**Request:** Retype each entry below, keeping every character the same.

Named-object pointing records:
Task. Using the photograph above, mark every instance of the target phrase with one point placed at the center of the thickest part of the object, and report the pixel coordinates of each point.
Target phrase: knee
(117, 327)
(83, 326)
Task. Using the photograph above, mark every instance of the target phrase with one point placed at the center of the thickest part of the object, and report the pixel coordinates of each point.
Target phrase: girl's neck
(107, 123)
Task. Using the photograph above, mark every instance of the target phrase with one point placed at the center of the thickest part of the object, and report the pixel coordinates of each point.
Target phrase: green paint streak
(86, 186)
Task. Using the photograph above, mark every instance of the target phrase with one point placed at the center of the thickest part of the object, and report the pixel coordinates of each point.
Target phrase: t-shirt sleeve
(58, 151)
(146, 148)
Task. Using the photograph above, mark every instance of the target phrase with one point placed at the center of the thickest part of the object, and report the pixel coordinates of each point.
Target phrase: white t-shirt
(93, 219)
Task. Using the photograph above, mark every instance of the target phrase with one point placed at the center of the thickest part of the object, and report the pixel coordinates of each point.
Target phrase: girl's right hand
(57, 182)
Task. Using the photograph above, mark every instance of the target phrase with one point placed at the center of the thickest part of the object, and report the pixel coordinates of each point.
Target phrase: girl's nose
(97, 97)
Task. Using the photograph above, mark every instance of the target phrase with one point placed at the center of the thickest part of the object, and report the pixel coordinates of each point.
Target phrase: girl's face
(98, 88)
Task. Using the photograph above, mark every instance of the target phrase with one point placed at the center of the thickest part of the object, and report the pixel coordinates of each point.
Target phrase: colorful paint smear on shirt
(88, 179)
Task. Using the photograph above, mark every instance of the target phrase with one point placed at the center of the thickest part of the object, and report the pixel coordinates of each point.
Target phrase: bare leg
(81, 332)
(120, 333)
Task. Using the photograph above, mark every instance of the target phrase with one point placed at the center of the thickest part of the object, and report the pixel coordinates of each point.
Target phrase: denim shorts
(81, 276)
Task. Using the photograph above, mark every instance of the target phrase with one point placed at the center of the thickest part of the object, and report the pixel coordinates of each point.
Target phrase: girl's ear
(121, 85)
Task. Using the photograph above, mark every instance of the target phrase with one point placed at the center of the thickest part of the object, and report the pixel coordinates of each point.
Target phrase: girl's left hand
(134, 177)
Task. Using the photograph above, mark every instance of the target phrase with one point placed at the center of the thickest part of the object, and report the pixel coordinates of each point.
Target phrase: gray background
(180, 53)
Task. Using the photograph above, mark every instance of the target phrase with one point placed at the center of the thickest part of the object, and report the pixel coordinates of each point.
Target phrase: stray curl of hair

**Full response:**
Task. Using the photograph above, mark every instance of the target phrase with one point placed at the center of the thickest part of the object, and report the pixel coordinates of each point.
Target phrase: knee
(117, 327)
(83, 326)
Task. Using the photograph above, mark every instance of the target phrase with one point placed at the center of the thickest part of the object, and report the pixel coordinates of each point.
Target phrase: girl's neck
(107, 123)
Task. Using the photograph above, mark every instance of the target phrase with one point placed at the center of the thickest part of the object, and report the pixel coordinates of each point.
Target phrase: green paint streak
(86, 186)
Task. Using the photograph above, mark every instance of the target phrase with one point placed at the center of the thickest part of the object, and report the pixel coordinates of each point.
Target phrase: t-shirt sleeve
(58, 151)
(146, 148)
Task. Using the photograph above, mark every instance of the target phrase with one point placed at the center of the thickest part of the object, and report the pixel coordinates of each point.
Target phrase: white t-shirt
(93, 219)
Task. Using the photograph above, mark every instance of the target phrase with one point placed at the center of the thickest part of the object, and report the pixel coordinates of each point.
Target phrase: girl's right hand
(57, 182)
Task. Using the photograph above, mark every instance of the target phrase with one point placed at the center of the thickest part of the object, and report the pixel coordinates of each point.
Target phrase: girl's nose
(97, 97)
Task. Using the photograph above, mark every instance of the target phrase with one point placed at the center of the thickest part of the object, and report the pixel coordinates of each point.
Target phrase: girl's face
(98, 88)
Task. Using the photograph above, mark every instance of the target phrase with one point placed at the center of the thickest part of the object, and report the pixel coordinates of each point.
Target phrase: colorful paint smear on shirt
(88, 179)
Task. Using the photograph above, mark every instance of the target phrase with one point placed at the center of the thickest part of the object, and report the pixel coordinates of each point.
Target phrase: bare leg
(81, 332)
(120, 333)
Task. Using the photograph above, mark every instance of the target phrase with one point placed at the center of the thickest part of the object, and report the pixel coordinates of each point.
Target phrase: denim shorts
(81, 276)
Task. Using the photograph above, mark every instance of the target phrase with one point placed at the center of the thickest part of the object, and report the pixel coordinates of each point.
Target phrase: girl's ear
(121, 85)
Task. Using the photograph above, mark every instance of the target phrase with one point placed at the center of the thickest part of the object, and report the pixel coordinates of each point.
Target phrase: girl's left hand
(134, 177)
Task. Using the photograph above, mark every instance of the target phrase with one point placed at the center of the thickest part of the object, and report the pixel coordinates of each point.
Target phrase: gray background
(180, 53)
Task. Using the photograph above, mark every instance of the target phrase with one point placed at the center of the thickest part of the object, and report the pixel coordinates of each point.
Target phrase: stray curl of hair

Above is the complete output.